Transcribe all of the data, leaving nothing out and changing nothing.

Segment Start: Supplied material

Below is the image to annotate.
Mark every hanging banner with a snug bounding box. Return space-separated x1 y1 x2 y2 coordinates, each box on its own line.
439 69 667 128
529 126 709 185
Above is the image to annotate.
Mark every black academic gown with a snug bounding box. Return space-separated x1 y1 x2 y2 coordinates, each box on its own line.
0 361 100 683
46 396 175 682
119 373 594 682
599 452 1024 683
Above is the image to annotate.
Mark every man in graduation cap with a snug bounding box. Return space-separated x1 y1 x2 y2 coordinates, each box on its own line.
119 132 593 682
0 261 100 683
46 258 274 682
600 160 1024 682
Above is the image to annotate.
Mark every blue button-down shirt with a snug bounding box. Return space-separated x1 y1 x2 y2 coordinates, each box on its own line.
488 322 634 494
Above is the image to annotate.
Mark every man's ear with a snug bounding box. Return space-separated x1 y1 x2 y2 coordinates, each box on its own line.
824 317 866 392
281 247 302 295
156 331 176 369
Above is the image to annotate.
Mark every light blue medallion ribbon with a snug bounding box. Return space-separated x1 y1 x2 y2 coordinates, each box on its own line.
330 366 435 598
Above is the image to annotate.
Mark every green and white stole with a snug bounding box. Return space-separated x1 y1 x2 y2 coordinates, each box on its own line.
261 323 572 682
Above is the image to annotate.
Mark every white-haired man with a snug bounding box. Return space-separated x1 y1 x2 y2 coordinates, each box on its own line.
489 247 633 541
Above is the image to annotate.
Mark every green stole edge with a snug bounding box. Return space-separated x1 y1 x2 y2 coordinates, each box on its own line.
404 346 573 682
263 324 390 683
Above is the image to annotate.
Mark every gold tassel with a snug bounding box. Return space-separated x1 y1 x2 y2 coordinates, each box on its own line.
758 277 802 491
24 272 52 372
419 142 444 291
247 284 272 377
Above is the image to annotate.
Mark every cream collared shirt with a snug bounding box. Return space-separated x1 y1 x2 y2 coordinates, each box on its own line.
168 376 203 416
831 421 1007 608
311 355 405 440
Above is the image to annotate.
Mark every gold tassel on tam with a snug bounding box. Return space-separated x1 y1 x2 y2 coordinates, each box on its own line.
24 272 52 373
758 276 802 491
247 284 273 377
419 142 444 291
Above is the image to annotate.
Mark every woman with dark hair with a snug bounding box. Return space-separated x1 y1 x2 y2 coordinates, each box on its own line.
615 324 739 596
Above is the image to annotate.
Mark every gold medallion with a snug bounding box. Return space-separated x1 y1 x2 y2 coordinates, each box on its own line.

Segment End: Supplied material

Your response:
Below is the image to annotate.
Mark every hanging banner with a snug bounding box. Return space-separated x1 y1 x2 y2 coordinates, each box on its own line.
439 69 667 128
529 126 709 185
Above is the image to annotate.
Mark every black academic gown with a snug bounding box. Return space-separated x1 y1 x2 y2 coordinates, each box on its own line.
0 361 100 683
46 396 175 682
119 373 594 682
599 452 1024 683
Above is the image to annotate.
Mark every man in graduation cap with a snug bounding box. Return space-separated x1 y1 x2 y2 coordinates, each box on its own line.
119 132 593 682
0 261 100 683
46 258 274 682
600 160 1024 682
Above is the image to annotate.
Mark every blue button-down shirt with a snug bounding box. Return space-separated x1 y1 x2 y2 coordinates, each box on its own line.
488 322 634 494
Above is the image to annotate.
Mark every man's ear with a snug bounding box. Return space-separated x1 y1 x2 y2 coordinates, each box on its own line.
824 317 866 392
281 247 302 295
156 331 176 369
Above is the image to annotate.
Mark every light blue medallion ribbon with a snug bounding box. Return space-separated x1 y1 x2 y2 coordinates, each box on its own line.
330 366 435 598
Above is the image to annotate.
Mark every green and white stole with a snug bounding box. Return space-separated x1 y1 x2 y2 coordinates, each box on its own line.
261 323 572 682
Above is the image to annotate.
Mark every white-haired man with a snug bounding box. Return space-separated x1 y1 x2 y2 coordinates, each box on its own line.
489 247 633 541
Above is the image to annotate.
Mark every green stole edge with a snug bounding box. Return space-separated x1 y1 x2 y2 coordinates, each box on its own line.
404 346 573 682
263 324 390 683
Above is the image to annotate.
Mark every gold tassel with a snug bounding box. Return space-separated x1 y1 x2 y2 coordinates, each box on its own line.
758 277 802 491
24 272 52 372
419 142 444 291
247 284 272 377
Above is the image to annotate.
Mark every cream collared shirt with a snug bounding box. Return space-separated x1 y1 x2 y2 coordinates, each box on its own line.
168 376 203 416
831 421 1007 608
311 355 405 440
Above is the image to annotate.
Mark every gold tassel on tam with a snug bounding box. Return space-separated x1 y1 x2 y2 coordinates, each box on its own line.
24 272 52 373
758 276 802 491
247 284 273 377
419 142 444 291
Above is the image to annotate.
Mark every woman with dark hair with a snug bounding box. Return space-separated x1 y1 x2 y2 coordinates, each box on its own line.
615 324 739 596
Above is the image to annotate.
Mark every gold medallion with a snug bounding box. Return space-separated x1 y1 x2 y2 coordinates, each box on its own line.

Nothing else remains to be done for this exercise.